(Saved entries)
=== Begin Enclosure ===

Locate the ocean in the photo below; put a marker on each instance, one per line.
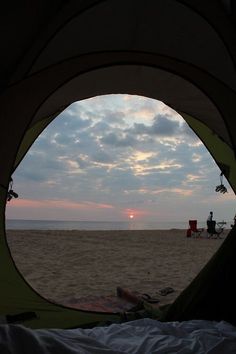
(19, 224)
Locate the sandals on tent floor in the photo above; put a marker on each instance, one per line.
(166, 291)
(149, 299)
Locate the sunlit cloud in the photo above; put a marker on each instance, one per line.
(110, 153)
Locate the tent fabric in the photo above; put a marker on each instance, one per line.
(182, 52)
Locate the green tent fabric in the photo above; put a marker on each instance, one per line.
(182, 52)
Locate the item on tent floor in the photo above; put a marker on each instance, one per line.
(108, 303)
(135, 297)
(211, 229)
(195, 232)
(166, 291)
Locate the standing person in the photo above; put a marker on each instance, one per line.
(209, 219)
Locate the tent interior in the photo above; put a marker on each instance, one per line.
(180, 52)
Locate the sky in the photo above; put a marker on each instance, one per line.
(116, 157)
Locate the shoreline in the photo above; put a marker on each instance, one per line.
(68, 264)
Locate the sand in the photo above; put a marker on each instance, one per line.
(71, 264)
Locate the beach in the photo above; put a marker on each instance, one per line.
(72, 264)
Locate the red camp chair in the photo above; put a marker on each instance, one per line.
(195, 232)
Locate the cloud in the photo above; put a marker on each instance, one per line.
(122, 151)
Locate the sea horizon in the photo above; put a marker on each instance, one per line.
(27, 224)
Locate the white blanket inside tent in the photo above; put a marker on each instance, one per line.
(144, 336)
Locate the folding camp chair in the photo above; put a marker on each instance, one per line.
(211, 229)
(195, 232)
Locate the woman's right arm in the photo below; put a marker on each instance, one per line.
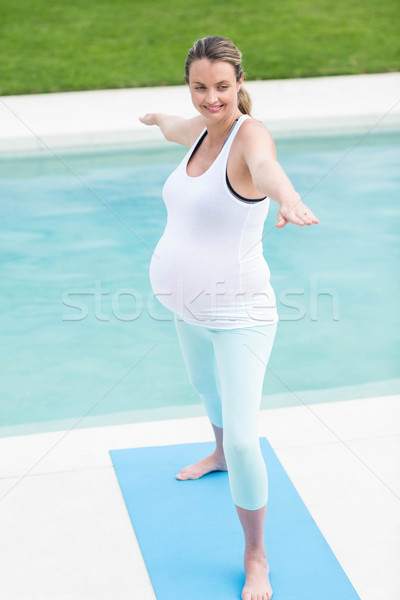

=== End Enclosure ===

▶ **What the exercise asks**: Leaving the pictures aside, transcribe exactly the lines from the one containing "Locate the sand in" to the final line of the entries above, both ends included.

▶ **Final answer**:
Locate the sand in the photo above; put a marker on each instance, one per line.
(71, 264)
Locate the beach in the photo above; put a marker on each instance, one per line.
(72, 264)
Locate the red camp chair in the photo above; put a marker on each instance, one per line.
(195, 232)
Locate the cloud in the photo above; put a marker on each instance, one per line.
(122, 151)
Locate the sea horizon in the photo above; put a marker on each instance, one per line.
(27, 224)
Locate the white blanket inside tent in the photo above; put a marker on each instance, one per line.
(144, 336)
Locate the folding camp chair in the photo above; put a marker on each instance, one per line.
(211, 229)
(195, 232)
Locate the woman's right arm in the photo below; put a marker on each instance, one per line.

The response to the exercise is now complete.